## TEXTE À LIRE
::::
Au moment où j’écris ce texte, une tempête de neige balaie le Québec. Les gens resteront à la maison, aujourd’hui, parce qu’ils auront prévu la chose qui arrive. Ils ont quelque chose à manger dans leur garde-manger, leur congélateur ou leur réfrigérateur. Nos ancêtres européens n’avaient pas ces outils de conservation moderne, mais savaient aussi faire face aux intempéries en se servant même de la neige et du froid pour conserver leurs aliments, comme ils l’avaient vu faire chez les autochtones, descendants des premiers occupants de ce territoire nordique.
Les Archaïques de notre territoire, il y a 8 000 ans, faisaient fumer et sécher du poisson, pendant l’été, qu’ils entreposaient dans des paniers qu’ils cachaient dans des trous creusés profondément, à l’abri des animaux en recherche de nourriture. Ils accumulaient des branches de conifères sur ces trous de même que beaucoup de neige pour cacher les odeurs du poisson et éliminer le gel. Et l’on se gardait assez de nourriture à l’intérieur de la tente de peaux de bêtes et d’écorce pour passer à travers le temps de la tempête. Mais il arrivait fréquemment que des familles entières meurent de faim lorsque les tempêtes duraient trop longtemps ou que les verglas empêchaient l’accès même aux trous de réserve. Leur faiblesse les empêchait même d’aller chercher du bois pour nourrir leur feu, jour et nuit.
::::
## CONSIGNE DÉTAILLÉE
Imprimez sans rien modifier le passage du texte sur la conservation des aliments situé entre « Au moment où » et « ce territoire nordique. », ces deux extrémités comprises.

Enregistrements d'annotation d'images
::::
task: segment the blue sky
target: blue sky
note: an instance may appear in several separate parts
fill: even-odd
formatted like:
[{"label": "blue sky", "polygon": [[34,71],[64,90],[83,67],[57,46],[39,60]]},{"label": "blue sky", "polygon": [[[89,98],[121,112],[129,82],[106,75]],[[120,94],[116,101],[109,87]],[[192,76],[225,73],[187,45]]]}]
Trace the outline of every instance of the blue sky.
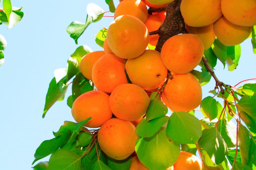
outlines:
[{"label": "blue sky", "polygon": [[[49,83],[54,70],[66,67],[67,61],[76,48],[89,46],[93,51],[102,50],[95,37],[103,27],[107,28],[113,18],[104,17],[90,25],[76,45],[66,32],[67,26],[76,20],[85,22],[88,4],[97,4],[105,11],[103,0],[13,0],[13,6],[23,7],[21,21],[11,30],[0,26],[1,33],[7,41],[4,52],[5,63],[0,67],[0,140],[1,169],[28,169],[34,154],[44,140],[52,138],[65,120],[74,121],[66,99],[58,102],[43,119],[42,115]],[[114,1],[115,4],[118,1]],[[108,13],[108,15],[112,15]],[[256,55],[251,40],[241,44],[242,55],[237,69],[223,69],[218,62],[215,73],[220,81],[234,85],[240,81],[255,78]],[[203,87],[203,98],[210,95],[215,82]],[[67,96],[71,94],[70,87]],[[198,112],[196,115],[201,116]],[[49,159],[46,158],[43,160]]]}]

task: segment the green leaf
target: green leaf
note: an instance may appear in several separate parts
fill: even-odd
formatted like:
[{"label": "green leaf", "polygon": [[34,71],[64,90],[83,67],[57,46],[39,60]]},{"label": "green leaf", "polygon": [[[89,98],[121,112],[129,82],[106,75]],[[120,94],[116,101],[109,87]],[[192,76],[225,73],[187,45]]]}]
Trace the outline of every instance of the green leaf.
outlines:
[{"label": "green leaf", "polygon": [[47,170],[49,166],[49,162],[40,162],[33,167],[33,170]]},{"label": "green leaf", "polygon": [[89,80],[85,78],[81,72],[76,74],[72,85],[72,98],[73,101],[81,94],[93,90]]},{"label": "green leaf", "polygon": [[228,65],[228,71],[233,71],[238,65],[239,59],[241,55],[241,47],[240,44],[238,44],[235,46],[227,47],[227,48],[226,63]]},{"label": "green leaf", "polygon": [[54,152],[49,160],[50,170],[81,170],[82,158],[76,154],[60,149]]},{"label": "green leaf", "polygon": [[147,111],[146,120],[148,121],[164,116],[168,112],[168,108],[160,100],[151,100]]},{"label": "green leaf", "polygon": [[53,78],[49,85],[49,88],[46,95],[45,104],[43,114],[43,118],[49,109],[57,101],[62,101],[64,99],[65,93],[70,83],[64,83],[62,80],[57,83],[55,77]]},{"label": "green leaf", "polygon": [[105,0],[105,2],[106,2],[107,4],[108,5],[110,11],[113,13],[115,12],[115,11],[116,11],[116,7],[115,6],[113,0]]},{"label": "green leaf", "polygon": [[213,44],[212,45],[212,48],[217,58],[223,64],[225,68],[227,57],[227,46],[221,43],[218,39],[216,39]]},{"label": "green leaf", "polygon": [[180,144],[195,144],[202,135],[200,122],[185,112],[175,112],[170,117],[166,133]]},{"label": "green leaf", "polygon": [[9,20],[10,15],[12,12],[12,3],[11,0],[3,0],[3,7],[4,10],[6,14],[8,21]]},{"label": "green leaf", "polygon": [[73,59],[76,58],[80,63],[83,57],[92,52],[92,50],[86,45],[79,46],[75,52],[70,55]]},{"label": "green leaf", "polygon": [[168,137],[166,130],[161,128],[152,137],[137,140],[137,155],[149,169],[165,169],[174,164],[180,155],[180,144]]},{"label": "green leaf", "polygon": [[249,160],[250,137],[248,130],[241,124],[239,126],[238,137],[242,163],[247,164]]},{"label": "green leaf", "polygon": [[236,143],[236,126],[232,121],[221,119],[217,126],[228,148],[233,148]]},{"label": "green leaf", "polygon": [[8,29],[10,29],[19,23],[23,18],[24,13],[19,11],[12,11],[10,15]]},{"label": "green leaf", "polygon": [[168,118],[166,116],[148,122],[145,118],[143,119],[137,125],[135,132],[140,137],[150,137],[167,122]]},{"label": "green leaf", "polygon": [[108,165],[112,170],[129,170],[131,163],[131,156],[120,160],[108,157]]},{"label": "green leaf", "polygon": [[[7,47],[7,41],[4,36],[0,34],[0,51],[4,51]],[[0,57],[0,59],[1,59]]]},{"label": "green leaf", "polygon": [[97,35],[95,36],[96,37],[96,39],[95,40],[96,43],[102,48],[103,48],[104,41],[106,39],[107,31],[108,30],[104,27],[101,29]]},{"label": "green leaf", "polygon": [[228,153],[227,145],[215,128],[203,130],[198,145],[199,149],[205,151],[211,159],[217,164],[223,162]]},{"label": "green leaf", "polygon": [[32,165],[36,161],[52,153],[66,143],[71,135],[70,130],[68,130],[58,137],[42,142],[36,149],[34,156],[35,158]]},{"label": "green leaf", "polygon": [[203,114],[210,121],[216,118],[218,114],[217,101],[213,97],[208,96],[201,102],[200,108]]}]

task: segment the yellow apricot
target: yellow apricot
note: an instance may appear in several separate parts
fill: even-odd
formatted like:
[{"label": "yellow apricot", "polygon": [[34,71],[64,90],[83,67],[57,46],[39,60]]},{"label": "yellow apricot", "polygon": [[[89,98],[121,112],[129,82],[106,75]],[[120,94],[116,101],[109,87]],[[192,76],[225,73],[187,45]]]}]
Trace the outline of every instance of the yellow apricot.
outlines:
::::
## RÉPONSE COMPLÈTE
Au moment où j’écris ce texte, une tempête de neige balaie le Québec. Les gens resteront à la maison, aujourd’hui, parce qu’ils auront prévu la chose qui arrive. Ils ont quelque chose à manger dans leur garde-manger, leur congélateur ou leur réfrigérateur. Nos ancêtres européens n’avaient pas ces outils de conservation moderne, mais savaient aussi faire face aux intempéries en se servant même de la neige et du froid pour conserver leurs aliments, comme ils l’avaient vu faire chez les autochtones, descendants des premiers occupants de ce territoire nordique.